■ **RECORDS SHOWN**
╔══

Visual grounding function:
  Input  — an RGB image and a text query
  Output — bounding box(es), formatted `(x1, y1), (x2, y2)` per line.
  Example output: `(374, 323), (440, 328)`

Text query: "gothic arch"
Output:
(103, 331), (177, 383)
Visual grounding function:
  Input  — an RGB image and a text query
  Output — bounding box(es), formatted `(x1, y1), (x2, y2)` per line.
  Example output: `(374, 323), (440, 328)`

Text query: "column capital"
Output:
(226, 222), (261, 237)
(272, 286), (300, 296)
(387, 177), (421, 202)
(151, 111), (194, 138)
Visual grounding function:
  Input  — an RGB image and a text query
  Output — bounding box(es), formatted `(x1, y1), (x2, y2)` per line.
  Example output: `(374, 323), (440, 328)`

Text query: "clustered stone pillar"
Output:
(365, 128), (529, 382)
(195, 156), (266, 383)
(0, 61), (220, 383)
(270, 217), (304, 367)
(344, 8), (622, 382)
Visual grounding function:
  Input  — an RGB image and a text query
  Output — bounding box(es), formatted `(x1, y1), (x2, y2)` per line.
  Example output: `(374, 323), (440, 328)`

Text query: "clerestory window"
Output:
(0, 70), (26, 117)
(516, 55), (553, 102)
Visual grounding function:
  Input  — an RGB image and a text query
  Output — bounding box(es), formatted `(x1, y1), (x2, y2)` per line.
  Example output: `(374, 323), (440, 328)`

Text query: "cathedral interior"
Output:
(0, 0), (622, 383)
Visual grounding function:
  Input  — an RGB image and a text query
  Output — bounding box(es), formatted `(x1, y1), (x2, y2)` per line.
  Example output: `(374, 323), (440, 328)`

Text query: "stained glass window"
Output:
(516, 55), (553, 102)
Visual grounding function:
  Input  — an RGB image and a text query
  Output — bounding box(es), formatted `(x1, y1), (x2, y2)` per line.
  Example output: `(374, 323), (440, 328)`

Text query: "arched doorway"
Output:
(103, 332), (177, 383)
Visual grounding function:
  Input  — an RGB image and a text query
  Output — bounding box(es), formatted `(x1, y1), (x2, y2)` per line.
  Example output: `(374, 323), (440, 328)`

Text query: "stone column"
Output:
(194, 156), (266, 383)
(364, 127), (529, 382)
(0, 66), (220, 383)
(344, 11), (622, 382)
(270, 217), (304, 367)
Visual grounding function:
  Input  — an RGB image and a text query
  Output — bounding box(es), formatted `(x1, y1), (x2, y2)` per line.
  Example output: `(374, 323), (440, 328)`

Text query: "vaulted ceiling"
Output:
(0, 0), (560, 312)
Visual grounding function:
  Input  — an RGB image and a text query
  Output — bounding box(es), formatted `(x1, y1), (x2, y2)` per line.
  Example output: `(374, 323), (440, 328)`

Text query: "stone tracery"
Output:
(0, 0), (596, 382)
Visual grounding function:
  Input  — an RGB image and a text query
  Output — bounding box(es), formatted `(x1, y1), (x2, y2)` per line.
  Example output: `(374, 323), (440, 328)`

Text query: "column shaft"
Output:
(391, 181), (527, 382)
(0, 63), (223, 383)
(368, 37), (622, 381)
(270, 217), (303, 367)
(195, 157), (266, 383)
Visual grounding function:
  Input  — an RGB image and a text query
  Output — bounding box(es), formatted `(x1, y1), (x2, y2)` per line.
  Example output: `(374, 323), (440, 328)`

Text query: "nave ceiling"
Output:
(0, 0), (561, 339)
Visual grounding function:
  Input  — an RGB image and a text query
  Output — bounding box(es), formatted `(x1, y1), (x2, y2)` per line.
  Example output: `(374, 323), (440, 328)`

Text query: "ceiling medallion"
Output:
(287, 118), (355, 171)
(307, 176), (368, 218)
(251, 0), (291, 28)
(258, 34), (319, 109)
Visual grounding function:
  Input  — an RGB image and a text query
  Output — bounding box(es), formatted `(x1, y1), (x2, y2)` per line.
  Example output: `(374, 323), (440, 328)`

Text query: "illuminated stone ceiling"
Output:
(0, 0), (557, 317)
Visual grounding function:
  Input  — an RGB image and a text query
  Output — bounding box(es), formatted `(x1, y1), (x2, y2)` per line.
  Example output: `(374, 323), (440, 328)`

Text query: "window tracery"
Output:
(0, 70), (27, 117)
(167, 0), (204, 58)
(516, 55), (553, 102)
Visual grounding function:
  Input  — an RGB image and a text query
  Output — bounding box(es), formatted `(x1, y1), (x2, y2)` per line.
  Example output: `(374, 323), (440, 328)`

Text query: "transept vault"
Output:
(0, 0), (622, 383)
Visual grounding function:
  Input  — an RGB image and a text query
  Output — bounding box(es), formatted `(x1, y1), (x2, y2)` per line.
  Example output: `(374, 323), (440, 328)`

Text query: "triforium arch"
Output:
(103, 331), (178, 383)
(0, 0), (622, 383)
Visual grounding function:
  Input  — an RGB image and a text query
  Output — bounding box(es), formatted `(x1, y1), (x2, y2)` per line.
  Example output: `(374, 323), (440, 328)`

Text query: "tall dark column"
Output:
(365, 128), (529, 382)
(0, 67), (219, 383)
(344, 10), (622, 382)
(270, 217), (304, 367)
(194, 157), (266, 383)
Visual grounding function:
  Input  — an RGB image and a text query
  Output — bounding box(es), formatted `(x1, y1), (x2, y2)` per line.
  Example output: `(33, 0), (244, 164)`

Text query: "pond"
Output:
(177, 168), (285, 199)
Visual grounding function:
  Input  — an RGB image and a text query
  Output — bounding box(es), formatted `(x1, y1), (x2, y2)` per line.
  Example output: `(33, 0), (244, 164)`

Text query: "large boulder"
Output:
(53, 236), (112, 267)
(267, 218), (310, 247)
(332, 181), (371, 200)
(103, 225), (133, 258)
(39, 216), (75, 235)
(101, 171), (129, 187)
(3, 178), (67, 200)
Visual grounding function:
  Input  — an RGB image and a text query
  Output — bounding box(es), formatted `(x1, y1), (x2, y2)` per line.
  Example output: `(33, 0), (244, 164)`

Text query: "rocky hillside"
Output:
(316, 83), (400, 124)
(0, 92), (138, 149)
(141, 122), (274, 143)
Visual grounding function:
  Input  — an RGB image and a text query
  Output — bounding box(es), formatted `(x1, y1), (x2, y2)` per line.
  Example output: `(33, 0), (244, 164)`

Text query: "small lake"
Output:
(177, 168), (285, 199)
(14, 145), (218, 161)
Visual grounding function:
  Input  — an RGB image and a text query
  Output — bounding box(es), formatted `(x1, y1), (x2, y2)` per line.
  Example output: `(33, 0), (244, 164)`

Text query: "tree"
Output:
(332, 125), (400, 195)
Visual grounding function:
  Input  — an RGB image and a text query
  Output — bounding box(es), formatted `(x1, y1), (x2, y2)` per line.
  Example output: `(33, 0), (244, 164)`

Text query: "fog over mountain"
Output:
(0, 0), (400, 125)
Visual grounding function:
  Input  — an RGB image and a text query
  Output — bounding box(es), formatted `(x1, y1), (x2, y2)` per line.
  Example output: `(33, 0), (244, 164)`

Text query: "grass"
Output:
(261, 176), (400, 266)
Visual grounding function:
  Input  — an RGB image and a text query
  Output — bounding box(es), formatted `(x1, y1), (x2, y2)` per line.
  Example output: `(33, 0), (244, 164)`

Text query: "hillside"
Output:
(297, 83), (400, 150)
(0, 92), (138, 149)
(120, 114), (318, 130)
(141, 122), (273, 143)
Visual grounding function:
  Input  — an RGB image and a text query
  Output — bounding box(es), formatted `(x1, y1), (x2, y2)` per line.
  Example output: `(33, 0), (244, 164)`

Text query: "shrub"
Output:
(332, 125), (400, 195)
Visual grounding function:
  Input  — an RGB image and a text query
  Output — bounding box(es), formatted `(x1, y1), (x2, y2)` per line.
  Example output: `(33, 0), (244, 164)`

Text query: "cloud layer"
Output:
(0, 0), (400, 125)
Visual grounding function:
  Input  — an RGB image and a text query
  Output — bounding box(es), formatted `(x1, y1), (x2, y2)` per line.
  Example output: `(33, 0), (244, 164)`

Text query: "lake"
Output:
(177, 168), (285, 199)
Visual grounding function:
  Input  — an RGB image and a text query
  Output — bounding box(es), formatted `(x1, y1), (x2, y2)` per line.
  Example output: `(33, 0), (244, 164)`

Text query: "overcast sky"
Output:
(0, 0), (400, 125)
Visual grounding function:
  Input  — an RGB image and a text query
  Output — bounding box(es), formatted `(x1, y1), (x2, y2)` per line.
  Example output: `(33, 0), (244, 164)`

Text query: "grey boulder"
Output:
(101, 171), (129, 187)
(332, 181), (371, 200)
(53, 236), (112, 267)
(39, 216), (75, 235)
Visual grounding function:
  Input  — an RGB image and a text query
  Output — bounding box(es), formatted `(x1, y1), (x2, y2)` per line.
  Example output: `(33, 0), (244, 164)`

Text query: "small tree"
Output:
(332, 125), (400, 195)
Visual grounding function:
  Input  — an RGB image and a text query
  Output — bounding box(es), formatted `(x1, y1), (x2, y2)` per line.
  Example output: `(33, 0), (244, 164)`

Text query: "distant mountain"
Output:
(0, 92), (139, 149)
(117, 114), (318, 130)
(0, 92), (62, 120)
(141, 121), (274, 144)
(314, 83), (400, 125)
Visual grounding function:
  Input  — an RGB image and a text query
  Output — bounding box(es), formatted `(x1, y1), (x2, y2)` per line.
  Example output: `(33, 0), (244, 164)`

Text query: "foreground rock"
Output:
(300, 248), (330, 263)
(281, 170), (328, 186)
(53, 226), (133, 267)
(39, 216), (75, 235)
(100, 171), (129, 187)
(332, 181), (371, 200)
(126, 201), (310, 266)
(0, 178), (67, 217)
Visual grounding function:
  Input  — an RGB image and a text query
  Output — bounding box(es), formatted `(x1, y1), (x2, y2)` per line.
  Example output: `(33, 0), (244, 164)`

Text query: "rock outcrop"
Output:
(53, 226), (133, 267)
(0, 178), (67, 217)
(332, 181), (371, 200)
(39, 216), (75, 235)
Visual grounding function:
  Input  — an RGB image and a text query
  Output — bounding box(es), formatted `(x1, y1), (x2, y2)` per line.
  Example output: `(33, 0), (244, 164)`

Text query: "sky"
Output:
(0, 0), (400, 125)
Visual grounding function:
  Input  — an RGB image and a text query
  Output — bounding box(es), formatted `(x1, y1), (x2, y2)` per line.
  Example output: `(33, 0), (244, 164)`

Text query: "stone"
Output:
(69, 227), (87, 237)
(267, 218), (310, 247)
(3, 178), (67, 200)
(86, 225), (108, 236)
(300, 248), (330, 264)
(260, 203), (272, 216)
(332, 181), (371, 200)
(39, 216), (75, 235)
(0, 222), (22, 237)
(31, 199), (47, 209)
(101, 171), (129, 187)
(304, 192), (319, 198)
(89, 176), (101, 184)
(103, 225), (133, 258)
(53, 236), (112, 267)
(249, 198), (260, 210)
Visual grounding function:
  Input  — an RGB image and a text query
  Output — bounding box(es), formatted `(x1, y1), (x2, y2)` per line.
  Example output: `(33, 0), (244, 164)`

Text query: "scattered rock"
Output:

╚══

■ **PROBLEM TO SOLVE**
How many lines of the listing contain the string "window"? Reply with the number only.

■ **RESPONSE BELOW**
3